Stored dataset items
=== Section Start ===
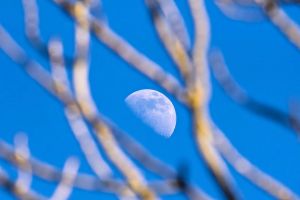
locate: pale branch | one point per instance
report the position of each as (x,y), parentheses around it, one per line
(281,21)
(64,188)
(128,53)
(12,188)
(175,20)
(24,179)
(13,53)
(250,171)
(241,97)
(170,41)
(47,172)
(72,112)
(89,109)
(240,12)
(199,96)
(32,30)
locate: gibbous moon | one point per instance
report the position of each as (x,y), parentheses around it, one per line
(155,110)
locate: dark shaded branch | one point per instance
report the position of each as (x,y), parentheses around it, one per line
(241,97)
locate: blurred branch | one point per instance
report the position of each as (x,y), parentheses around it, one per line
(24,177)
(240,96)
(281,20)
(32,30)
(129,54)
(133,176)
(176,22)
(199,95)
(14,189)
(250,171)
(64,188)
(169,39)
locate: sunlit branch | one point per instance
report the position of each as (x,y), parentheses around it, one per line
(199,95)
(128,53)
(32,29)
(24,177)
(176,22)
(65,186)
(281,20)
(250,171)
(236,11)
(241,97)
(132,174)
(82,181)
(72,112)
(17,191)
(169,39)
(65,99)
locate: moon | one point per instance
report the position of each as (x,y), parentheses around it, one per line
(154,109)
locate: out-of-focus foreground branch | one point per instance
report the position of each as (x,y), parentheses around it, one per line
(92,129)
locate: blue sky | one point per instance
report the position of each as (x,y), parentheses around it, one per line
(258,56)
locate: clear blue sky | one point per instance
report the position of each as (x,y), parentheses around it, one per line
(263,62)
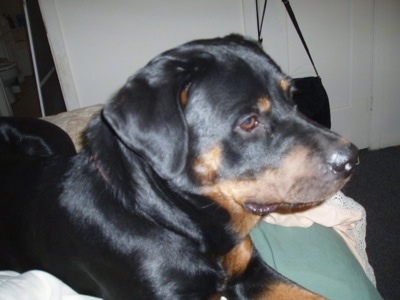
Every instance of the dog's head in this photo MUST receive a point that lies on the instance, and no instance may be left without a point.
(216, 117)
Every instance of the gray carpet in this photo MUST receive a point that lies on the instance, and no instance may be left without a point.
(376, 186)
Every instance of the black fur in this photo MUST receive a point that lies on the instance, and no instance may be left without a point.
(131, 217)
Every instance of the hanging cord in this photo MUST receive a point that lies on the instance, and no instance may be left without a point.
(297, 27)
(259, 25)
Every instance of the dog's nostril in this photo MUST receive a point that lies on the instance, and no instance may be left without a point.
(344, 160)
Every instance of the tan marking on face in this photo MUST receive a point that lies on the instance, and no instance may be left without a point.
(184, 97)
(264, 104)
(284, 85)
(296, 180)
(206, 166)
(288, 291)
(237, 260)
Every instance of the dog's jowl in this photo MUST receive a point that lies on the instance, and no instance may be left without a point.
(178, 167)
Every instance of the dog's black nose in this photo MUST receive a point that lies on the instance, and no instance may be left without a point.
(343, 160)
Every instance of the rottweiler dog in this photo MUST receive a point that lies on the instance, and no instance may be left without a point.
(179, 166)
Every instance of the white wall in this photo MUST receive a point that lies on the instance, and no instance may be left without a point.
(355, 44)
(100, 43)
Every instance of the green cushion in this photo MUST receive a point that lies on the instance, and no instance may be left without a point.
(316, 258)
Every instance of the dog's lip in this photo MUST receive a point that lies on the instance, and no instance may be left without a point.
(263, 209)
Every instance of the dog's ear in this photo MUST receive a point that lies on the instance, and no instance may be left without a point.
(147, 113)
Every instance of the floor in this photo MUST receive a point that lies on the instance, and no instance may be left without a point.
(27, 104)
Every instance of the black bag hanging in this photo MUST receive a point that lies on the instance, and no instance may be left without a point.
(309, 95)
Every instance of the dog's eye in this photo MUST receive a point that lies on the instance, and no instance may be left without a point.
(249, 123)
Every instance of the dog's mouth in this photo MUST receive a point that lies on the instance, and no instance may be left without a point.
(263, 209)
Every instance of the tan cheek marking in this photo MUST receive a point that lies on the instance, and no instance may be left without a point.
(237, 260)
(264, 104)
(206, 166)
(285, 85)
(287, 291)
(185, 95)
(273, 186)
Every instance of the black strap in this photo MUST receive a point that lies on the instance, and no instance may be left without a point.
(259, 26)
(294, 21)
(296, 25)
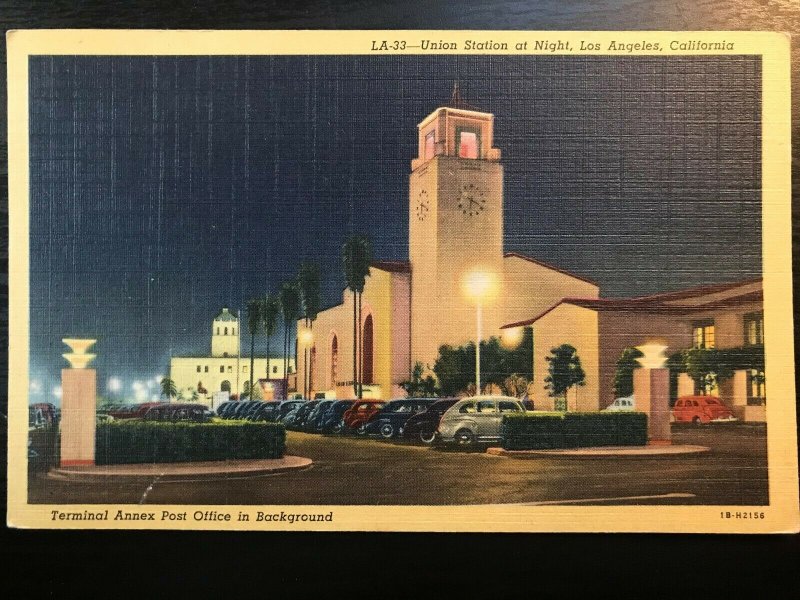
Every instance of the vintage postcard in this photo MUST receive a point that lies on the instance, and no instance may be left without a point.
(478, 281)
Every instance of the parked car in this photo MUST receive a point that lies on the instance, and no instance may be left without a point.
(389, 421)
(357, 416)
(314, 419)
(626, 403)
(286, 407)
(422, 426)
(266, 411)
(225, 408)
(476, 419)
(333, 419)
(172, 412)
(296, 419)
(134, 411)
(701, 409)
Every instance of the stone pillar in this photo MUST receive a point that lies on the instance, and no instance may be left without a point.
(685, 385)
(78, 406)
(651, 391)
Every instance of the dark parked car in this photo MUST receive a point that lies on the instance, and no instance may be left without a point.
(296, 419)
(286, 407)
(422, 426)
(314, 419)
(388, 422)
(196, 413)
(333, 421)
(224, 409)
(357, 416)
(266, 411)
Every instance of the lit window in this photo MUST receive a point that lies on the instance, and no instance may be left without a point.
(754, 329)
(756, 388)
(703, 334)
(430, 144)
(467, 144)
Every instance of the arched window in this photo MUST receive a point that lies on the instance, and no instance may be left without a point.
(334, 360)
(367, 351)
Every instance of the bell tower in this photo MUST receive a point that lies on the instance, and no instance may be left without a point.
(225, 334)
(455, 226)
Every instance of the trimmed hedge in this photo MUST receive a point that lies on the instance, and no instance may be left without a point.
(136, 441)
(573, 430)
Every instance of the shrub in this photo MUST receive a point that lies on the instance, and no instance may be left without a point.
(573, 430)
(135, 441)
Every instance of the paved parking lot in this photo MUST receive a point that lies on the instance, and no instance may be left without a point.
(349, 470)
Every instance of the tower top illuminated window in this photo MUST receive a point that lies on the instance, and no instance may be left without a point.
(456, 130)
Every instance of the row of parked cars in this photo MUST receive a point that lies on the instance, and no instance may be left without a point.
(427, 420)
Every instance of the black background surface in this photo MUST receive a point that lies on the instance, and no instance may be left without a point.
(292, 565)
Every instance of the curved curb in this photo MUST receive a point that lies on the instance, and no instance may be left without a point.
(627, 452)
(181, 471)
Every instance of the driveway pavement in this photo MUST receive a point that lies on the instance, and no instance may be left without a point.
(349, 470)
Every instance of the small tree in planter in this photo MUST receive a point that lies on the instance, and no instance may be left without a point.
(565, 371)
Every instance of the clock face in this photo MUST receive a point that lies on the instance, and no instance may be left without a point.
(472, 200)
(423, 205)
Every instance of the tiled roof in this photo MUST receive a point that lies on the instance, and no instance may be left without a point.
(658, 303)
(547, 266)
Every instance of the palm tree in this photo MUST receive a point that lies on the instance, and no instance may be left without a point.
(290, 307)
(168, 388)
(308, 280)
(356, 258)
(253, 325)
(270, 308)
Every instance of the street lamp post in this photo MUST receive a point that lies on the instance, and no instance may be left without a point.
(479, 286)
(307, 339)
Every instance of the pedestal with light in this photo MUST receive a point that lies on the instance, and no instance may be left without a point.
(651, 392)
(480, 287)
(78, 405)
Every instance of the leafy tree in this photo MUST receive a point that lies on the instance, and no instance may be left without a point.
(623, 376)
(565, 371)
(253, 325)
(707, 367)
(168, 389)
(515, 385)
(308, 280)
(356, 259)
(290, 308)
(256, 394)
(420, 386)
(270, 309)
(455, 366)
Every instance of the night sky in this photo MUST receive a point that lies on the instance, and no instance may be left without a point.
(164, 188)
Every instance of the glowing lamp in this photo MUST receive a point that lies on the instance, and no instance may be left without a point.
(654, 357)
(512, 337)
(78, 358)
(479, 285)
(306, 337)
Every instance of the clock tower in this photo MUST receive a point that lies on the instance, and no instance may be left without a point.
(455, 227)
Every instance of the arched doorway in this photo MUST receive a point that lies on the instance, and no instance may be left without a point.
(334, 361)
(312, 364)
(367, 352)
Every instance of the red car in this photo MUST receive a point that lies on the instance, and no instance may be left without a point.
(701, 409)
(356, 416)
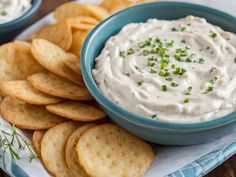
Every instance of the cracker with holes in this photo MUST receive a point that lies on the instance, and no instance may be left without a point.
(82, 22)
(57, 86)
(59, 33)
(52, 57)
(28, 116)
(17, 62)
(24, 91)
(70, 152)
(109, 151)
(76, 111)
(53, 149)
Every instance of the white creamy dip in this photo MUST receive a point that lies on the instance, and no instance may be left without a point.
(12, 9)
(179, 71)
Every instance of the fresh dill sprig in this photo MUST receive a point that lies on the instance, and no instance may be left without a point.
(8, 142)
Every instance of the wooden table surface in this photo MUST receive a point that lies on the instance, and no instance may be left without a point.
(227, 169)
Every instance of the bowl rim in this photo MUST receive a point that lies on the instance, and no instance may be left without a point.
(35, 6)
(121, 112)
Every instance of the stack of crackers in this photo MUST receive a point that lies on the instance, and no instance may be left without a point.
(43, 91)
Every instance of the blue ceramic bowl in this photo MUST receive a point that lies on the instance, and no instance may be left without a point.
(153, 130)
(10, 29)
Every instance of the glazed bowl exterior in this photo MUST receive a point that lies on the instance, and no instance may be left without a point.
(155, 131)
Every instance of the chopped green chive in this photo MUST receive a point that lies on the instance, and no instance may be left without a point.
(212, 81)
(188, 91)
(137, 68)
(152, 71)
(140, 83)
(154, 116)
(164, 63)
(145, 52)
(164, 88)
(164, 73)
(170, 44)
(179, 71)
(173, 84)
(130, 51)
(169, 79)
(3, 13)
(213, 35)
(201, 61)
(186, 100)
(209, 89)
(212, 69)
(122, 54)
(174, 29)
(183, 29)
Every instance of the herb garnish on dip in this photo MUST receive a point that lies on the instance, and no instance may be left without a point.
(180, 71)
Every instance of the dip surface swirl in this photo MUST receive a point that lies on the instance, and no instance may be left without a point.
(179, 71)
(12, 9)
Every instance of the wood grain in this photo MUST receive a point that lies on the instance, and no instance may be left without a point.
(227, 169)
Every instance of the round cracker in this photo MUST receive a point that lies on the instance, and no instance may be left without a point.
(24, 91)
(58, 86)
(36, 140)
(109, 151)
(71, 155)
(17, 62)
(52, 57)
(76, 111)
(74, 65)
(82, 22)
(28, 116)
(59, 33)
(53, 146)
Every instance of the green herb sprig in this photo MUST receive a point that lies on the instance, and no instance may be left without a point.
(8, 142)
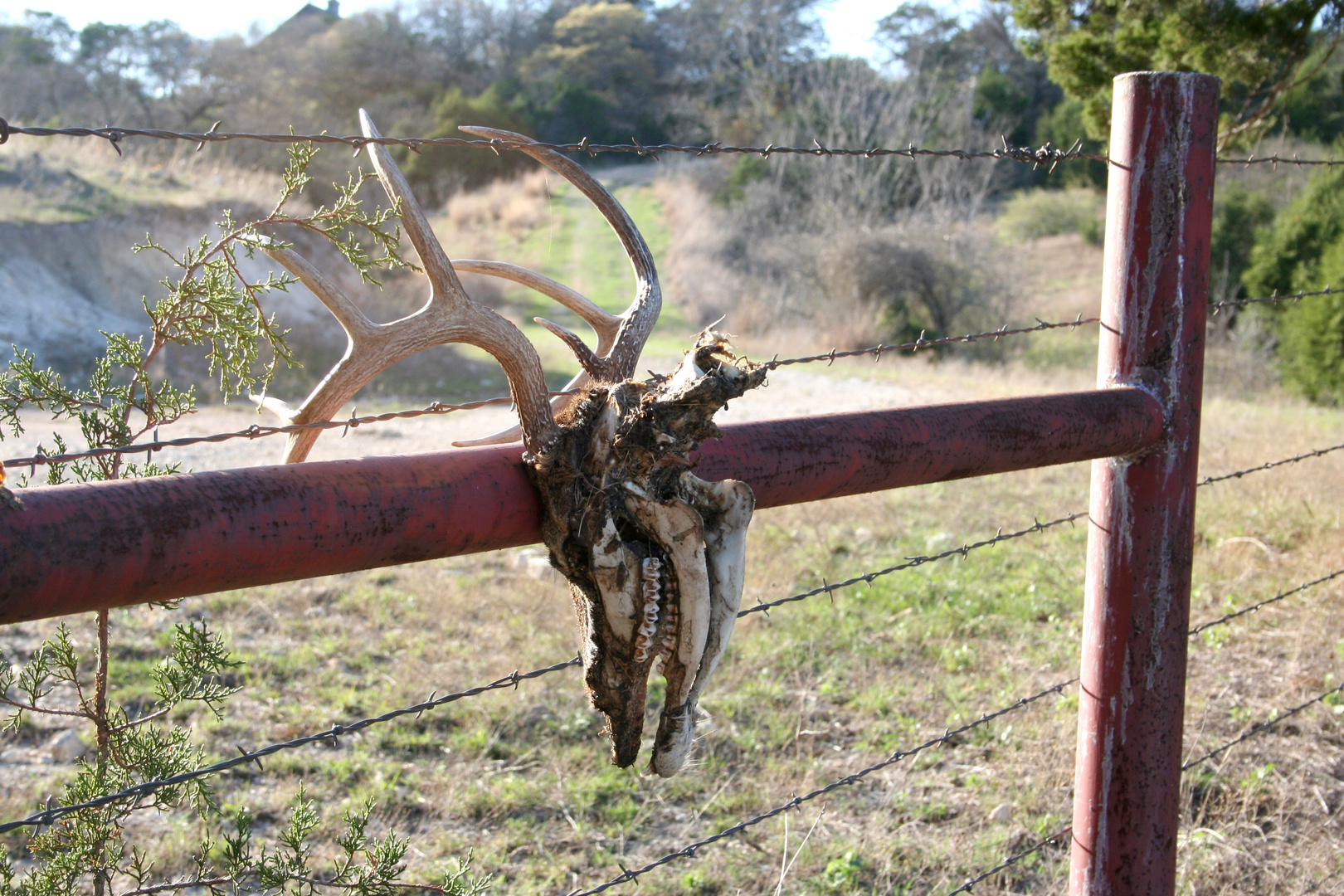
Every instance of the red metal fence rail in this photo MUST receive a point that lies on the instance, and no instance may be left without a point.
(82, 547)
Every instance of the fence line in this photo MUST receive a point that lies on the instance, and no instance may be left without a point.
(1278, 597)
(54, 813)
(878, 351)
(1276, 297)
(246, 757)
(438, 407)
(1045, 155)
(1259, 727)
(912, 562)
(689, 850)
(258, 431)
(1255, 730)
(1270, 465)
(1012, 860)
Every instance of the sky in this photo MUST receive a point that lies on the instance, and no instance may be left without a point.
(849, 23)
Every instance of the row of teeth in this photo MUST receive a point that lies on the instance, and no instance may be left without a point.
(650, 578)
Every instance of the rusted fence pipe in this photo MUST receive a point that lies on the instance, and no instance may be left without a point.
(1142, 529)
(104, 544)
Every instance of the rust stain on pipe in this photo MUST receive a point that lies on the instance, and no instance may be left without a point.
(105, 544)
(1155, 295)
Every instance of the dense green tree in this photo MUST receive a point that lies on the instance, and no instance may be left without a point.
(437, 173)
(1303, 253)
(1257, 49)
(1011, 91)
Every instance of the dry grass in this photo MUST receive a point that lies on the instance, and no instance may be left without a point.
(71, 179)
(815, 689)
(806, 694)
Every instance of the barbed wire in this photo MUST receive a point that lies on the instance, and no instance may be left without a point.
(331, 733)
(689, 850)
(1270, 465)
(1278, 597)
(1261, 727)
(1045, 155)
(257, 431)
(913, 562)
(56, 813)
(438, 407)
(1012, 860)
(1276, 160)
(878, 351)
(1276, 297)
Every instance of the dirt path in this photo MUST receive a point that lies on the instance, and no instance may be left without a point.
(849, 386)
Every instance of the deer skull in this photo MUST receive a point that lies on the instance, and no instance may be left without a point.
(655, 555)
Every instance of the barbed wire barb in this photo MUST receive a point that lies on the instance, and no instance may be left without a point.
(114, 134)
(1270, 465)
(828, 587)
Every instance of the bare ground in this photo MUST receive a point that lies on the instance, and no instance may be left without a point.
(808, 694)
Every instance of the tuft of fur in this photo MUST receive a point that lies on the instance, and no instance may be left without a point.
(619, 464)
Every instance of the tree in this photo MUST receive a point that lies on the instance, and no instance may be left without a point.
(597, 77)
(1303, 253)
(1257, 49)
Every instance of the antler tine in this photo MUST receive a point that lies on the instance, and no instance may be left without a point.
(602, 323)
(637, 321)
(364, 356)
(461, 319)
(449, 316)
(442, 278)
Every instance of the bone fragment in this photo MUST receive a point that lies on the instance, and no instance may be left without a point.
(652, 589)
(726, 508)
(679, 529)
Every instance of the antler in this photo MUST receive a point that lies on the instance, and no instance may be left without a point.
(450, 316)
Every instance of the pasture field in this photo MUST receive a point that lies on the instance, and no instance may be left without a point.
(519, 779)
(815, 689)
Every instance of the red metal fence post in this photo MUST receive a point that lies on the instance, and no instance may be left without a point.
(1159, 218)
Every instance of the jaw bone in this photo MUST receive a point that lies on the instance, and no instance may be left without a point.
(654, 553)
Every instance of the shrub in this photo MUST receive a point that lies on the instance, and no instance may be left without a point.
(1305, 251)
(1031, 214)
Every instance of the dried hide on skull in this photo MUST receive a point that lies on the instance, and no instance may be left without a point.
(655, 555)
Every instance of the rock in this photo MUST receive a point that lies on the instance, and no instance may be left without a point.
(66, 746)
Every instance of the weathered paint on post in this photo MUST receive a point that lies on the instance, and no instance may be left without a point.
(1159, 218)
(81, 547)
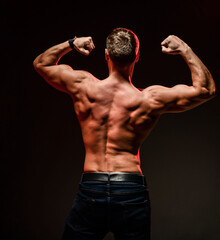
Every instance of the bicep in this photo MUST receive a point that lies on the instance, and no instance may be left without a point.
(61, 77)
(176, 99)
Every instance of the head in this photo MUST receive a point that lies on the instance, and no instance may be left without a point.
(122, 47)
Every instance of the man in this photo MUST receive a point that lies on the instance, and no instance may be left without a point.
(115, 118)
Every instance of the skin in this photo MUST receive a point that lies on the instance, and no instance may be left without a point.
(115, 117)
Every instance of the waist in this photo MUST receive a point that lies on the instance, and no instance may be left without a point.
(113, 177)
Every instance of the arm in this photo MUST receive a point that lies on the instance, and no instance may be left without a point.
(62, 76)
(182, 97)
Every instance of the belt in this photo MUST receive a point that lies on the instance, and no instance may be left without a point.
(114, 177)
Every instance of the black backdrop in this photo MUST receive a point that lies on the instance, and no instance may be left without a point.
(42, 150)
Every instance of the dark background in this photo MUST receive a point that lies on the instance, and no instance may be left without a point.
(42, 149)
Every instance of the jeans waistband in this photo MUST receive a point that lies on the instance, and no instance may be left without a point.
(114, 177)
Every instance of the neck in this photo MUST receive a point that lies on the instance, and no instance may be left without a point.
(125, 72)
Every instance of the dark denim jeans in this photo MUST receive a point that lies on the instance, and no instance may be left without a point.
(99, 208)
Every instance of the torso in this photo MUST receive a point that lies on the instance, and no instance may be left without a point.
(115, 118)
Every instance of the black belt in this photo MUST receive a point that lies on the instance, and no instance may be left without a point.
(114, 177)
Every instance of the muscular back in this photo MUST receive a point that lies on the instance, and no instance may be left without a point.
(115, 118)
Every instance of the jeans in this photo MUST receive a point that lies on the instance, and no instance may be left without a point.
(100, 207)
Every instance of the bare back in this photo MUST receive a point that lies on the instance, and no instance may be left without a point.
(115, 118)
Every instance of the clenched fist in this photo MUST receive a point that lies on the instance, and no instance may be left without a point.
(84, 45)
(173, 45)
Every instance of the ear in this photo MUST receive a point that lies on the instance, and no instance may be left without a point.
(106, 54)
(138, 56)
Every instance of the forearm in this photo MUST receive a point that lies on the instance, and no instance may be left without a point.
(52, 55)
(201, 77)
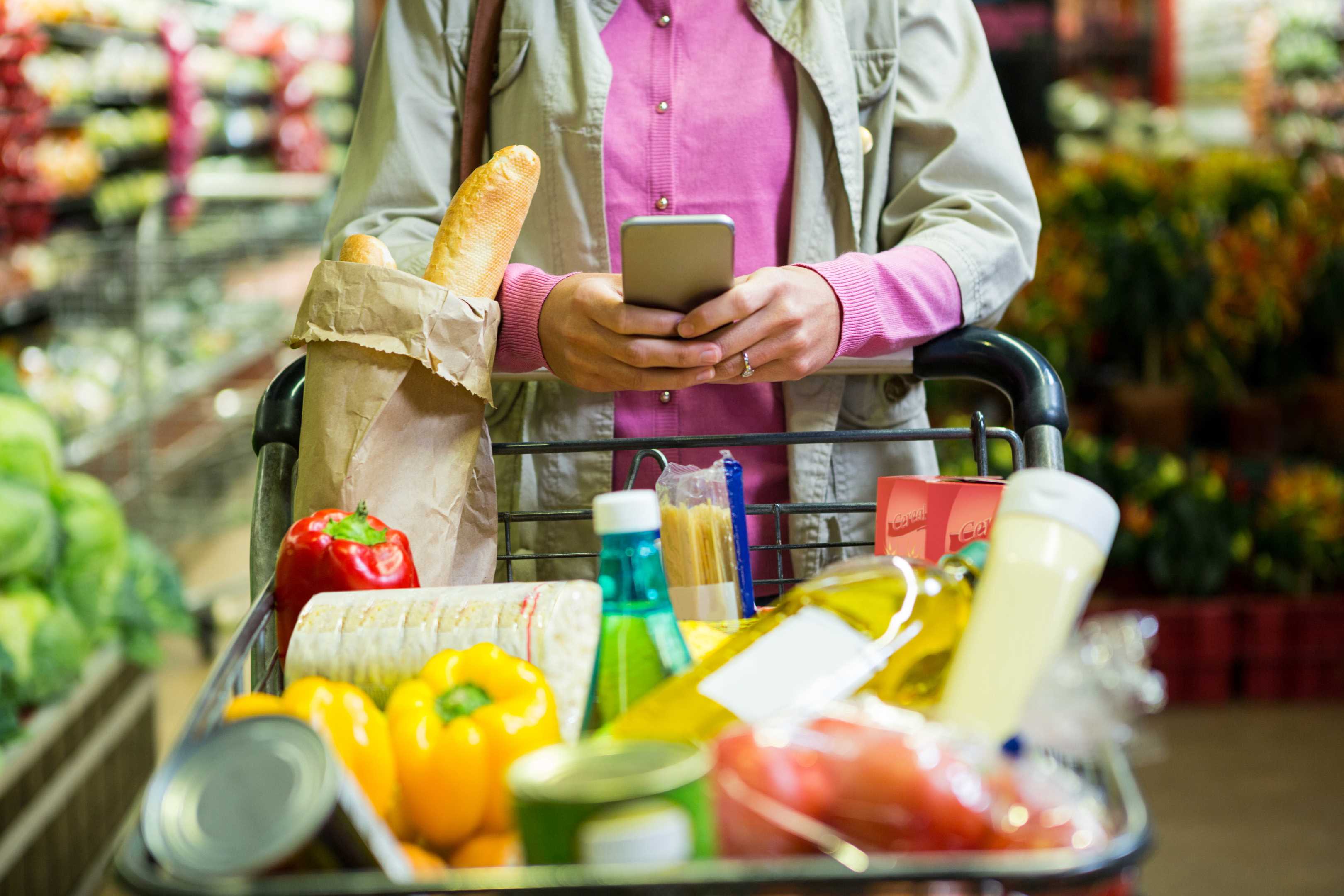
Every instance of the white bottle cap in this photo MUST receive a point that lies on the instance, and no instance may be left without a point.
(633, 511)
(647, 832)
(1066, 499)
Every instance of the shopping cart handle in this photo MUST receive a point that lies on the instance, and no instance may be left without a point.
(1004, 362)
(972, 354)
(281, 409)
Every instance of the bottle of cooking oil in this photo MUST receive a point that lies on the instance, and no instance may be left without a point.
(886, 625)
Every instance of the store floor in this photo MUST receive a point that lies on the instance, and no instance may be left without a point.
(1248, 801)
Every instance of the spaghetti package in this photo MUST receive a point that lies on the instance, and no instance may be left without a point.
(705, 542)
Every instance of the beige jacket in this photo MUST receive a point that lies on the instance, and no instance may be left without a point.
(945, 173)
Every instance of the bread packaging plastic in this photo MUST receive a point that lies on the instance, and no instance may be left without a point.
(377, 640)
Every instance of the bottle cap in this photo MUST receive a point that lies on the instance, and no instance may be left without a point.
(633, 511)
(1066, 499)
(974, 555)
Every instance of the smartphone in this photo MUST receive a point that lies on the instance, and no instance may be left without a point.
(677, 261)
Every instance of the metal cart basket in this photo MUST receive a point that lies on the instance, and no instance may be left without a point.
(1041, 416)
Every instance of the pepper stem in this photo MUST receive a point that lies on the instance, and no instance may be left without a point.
=== Section End ===
▶ **Exercise instructions**
Print the lines of the entries, exactly, from the one containing "Every instance of the beige" down to the final line, and leave out all the others.

▶ **Exercise answer**
Every instance of the beige jacket in this photo MUST receive a point that lies on the instance, and no instance may be left without a point.
(945, 173)
Every instance of the bread packaging plastic in this photo MUST receive a point that lies on the instance, and no instance may be left without a point.
(377, 640)
Every instance of the bottle cap in this photo MUST receive a point that lies on the instance, and no instance may be left without a point.
(633, 511)
(1066, 499)
(974, 555)
Every instance of the smartphone in this photo MUST receive a point that lies on the instance, and no instance may be left without a point.
(677, 261)
Every instance of the metal cart basket in this photo MUST receive a point that lies on the instance, and no instance may be left without a point.
(1041, 416)
Every instance of the pepper stem in this photo MUST receive a point that lies on the instance, and no instance may be left without a point.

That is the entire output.